=== SOURCE EXCERPT ===

** START **

Spain has been among the hardest-hit countries in the European Union in the wake of the global economic crisis. An era of high borrowing and housing euphoria has given way to economic contraction and a banking crisis, with unemployment above 25%—the highest ever in the country—and its recession likely to continue into 2013i. Yet Spain’s stock and bond markets, after two years of decline, staged a powerful rally in the second half of 2012. Investors seem to be betting that the worst is over for Spain, the world’s 13th largest economy.
In this interview, Anupam Damani, TIAA-CREF Managing Director, Eurozone Portfolio Manager, and Jessica Zarzycki, Associate, Developed-Markets Sovereign Analyst, talk about what led to the recent market rally, the Spanish government’s recent efforts at reform, the outlook for global investors, and the real story behind Spain’s high unemployment numbers.
Spain’s leadership has spent the last few years trying to get a handle on the country’s economic problems. Do the recent rallies in its stock and bond markets suggest it is succeeding?

** END **

=== SET PROBLEM ===
Decide whether each statement agrees with the passage on Spain's economy, giving yes or no and quoting the words of the passage that settle it. 1. Unemployment in Spain stood above 25%. 2. Spain's stock and bond markets fell during the second half of 2012. 3. Spain is called the world's 12th largest economy.

=== DATA LISTING ===
** START **

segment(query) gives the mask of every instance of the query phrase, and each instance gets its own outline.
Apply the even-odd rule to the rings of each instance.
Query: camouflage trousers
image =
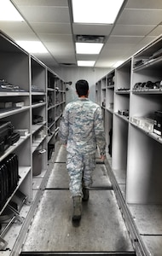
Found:
[[[92,183],[92,172],[95,166],[95,154],[72,154],[67,152],[67,168],[70,177],[69,189],[72,196],[83,196],[82,188]]]

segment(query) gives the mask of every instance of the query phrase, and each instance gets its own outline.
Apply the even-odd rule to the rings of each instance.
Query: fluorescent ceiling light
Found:
[[[39,41],[17,41],[20,47],[29,53],[47,53],[46,48]]]
[[[123,64],[123,61],[117,61],[114,65],[113,65],[113,67],[119,67],[121,64]]]
[[[124,0],[72,0],[73,21],[113,24]]]
[[[0,0],[0,20],[23,21],[24,19],[9,0]]]
[[[97,55],[103,44],[101,43],[76,43],[77,54]]]
[[[95,61],[78,61],[78,66],[80,67],[94,67]]]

** END **

=== RESULT OF THIS TASK ===
1. Yes: "with unemployment above 25%—the highest ever in the country"
2. No: "staged a powerful rally in the second half of 2012"
3. No: "the world’s 13th largest economy"